* [Task statement]
Gather the lines below that include the string "bracketed", copying each in full.

━━━━━ Available data ━━━━━

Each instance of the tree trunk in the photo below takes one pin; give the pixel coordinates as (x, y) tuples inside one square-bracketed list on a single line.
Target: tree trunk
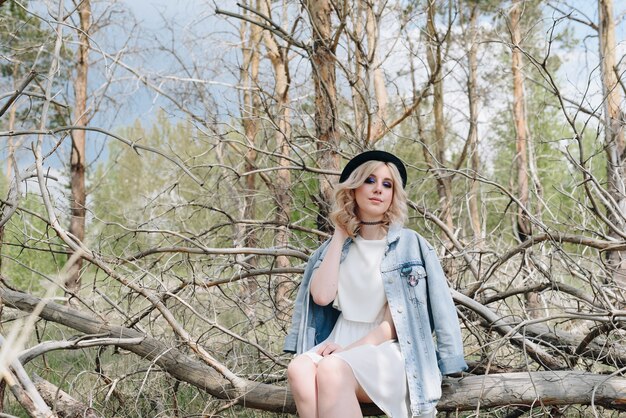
[(77, 164), (249, 76), (280, 65), (524, 230), (614, 135), (326, 118), (519, 119), (378, 125), (433, 53), (474, 208)]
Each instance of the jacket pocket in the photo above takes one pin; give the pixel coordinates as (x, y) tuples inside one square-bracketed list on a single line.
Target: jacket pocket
[(413, 278)]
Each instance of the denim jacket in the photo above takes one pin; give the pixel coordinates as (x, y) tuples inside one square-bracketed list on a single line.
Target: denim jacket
[(420, 304)]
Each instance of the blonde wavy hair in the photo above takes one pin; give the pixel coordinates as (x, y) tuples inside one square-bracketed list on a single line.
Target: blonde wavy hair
[(344, 213)]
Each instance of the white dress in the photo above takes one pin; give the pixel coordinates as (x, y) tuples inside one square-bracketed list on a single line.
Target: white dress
[(361, 298)]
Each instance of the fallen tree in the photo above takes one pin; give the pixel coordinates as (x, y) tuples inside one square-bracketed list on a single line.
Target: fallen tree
[(531, 388)]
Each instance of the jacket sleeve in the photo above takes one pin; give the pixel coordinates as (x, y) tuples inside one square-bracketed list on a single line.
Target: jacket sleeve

━━━━━

* [Answer space]
Each instance of the tree trunk in the photo below takes one pin; give the pixel coordinates as (x, y) tuples inside one square-bracketed list on a single line.
Each instance of the jacket pocket in the photo above takes one pin; give the pixel coordinates as (x, y) tuples inside one square-bracketed list on a single line.
Each instance of the denim jacket in the photo above takes one pin; give the pixel coordinates as (x, y) tuples inside one square-bracketed list on a single line.
Each instance of the blonde wavy hair in the photo above takes one pin; give the pixel coordinates as (x, y) tuples inside one square-bracketed list on a single line.
Each instance of the white dress in the photo above takes one pin; give the pixel coordinates as (x, y) tuples inside one square-bracketed list on a single line.
Each instance of the fallen tree in the photo above takes one pin; give the pixel coordinates as (x, y) tuples inside one square-bracketed list on a single line.
Each instance of the jacket sleeve in the photo above takes one pin; give the pixel coordinates as (x, y) tuples inside one square-bracketed list on a single line.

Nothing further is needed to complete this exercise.